- _Extract to read_:
-- -- --

The third vase, exhibited an Hebe cup, with a handle, which presented a totally different appearance in form to the two previous ones. It was proportioned by similar principles: the larger disk made the body, inclined right and left upon the end of the oval. The neck and the leg were both made from the smaller oval disk; the dotted lines to the ovals of the leg sufficiently show the fact. The handle and concave lip of the cup were made by an application of the same disk. The altitude contained four parts. The body two parts, the leg one part, and the neck one other part; the handle rises one-eighth above: every portion of this figure is created by the two disks previously named. The foliage rises from below and descends from above, one-fourth of the whole height of the body [p010] to the commencement of the concavity of the neck, where the beading runs round.

-- -- --

- _Stored data_:
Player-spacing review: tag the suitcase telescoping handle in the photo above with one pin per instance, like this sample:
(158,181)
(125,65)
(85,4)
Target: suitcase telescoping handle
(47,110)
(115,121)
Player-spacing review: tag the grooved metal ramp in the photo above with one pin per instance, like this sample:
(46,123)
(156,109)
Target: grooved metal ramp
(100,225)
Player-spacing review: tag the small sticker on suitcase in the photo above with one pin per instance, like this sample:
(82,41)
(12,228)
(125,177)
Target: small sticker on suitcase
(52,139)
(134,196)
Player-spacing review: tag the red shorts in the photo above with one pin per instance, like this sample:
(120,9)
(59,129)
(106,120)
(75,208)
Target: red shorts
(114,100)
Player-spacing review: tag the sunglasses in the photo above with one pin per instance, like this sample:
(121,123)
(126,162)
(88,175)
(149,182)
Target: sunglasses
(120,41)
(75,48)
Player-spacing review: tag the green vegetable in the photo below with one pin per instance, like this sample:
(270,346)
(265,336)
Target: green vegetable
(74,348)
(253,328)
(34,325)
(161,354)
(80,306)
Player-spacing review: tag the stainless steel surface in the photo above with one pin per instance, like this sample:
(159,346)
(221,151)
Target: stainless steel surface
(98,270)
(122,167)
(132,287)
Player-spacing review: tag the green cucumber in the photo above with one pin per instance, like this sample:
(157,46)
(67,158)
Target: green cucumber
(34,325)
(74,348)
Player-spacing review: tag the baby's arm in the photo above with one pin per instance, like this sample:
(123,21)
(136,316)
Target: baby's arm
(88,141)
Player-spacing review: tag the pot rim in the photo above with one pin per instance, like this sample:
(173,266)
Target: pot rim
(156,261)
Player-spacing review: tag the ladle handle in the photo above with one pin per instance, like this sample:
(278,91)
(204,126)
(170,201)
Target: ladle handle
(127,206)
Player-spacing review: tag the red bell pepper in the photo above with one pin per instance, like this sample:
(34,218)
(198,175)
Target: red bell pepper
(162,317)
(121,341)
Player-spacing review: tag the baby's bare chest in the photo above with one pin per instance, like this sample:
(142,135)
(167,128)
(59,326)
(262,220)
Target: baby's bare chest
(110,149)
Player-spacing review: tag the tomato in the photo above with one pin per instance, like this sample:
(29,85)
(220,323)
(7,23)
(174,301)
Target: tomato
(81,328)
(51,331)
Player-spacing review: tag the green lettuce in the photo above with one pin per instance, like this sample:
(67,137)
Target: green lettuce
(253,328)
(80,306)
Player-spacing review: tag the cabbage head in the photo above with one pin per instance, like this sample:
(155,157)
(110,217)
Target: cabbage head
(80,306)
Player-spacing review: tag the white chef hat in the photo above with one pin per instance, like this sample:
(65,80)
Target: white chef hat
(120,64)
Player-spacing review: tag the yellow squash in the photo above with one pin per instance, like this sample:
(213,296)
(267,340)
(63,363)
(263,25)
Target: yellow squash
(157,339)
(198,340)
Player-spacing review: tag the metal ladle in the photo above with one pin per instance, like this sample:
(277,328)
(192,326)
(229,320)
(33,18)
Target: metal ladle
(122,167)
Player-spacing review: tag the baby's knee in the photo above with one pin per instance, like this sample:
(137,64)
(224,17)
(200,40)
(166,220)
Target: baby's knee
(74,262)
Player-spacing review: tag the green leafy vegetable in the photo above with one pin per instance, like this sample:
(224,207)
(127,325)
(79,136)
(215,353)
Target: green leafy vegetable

-- -- --

- _Work to be completed_: Revise the passage on the third vase, beginning at the words "The third vase, exhibited" and stopping after "beading runs round.", and replace "handle" with "grip" throughout that stretch.

- _Answer to the task_:
The third vase, exhibited an Hebe cup, with a grip, which presented a totally different appearance in form to the two previous ones. It was proportioned by similar principles: the larger disk made the body, inclined right and left upon the end of the oval. The neck and the leg were both made from the smaller oval disk; the dotted lines to the ovals of the leg sufficiently show the fact. The grip and concave lip of the cup were made by an application of the same disk. The altitude contained four parts. The body two parts, the leg one part, and the neck one other part; the grip rises one-eighth above: every portion of this figure is created by the two disks previously named. The foliage rises from below and descends from above, one-fourth of the whole height of the body [p010] to the commencement of the concavity of the neck, where the beading runs round.